(WORKING DATA begins)

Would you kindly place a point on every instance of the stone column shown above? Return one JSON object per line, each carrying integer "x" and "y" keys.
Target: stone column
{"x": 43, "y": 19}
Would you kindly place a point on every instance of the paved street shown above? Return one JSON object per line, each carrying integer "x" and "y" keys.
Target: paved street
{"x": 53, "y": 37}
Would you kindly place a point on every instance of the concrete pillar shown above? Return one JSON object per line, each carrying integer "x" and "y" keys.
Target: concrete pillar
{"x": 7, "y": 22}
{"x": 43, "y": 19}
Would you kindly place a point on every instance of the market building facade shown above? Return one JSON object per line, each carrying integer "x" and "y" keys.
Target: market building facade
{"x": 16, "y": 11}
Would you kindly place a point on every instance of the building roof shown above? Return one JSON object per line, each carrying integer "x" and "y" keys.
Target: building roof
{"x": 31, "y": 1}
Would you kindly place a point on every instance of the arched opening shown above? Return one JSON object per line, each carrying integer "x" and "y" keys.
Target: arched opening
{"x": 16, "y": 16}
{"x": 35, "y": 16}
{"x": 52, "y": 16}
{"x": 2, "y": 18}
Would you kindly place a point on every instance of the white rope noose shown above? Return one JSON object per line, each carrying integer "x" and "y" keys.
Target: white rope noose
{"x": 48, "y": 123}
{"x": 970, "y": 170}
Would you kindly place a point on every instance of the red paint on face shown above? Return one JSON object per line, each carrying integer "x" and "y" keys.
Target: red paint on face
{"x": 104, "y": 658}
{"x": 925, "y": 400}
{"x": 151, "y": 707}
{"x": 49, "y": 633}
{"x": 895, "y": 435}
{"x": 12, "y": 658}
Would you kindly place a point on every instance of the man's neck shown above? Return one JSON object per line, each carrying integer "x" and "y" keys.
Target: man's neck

(WORKING DATA ends)

◆ YOUR OBJECTIVE
Print every line you see above, exactly as written.

◆ RESPONSE TO THE TASK
Would you kindly place a point on every instance of the stone column shown above? Return one JSON object per line, each carrying integer "x" and "y" keys.
Target: stone column
{"x": 43, "y": 19}
Would you kindly place a point on every instance of the paved street shown above? Return one JSON object per line, each carrying integer "x" and "y" keys.
Target: paved street
{"x": 53, "y": 37}
Would you kindly place a point on every instance of the concrete pillar shown above? Return one JSON object per line, each carrying integer "x" and "y" keys.
Target: concrete pillar
{"x": 7, "y": 22}
{"x": 43, "y": 19}
Would you kindly place a point on every instance of the market building facade shown above? Return one JSON object per line, each carrying integer "x" and "y" keys.
Target: market building facade
{"x": 16, "y": 11}
Would you kindly place a point on every instance of the building roof shown above? Return one JSON object per line, each carrying integer "x" and "y" keys.
Target: building roof
{"x": 31, "y": 1}
Would you kindly place a point on every instance of the arched opening shown above? Return one JSON object per line, each carrying integer "x" and "y" keys.
Target: arched opening
{"x": 16, "y": 16}
{"x": 35, "y": 16}
{"x": 52, "y": 16}
{"x": 2, "y": 18}
Would you kindly place a point on every instance of the white rope noose shown above? Return one JSON object per line, each carrying integer "x" and "y" keys.
Target: white rope noose
{"x": 48, "y": 123}
{"x": 970, "y": 170}
Would you kindly place a point on every instance of the red paint on face shown above? Return one JSON object per line, each carrying integer "x" and "y" keys.
Target: red paint on face
{"x": 104, "y": 658}
{"x": 925, "y": 400}
{"x": 151, "y": 707}
{"x": 49, "y": 633}
{"x": 895, "y": 435}
{"x": 12, "y": 658}
Would you kindly place a point on every instance of the man's neck shown above? Return one JSON object per line, each carrying integer "x" and "y" keys.
Target: man's neck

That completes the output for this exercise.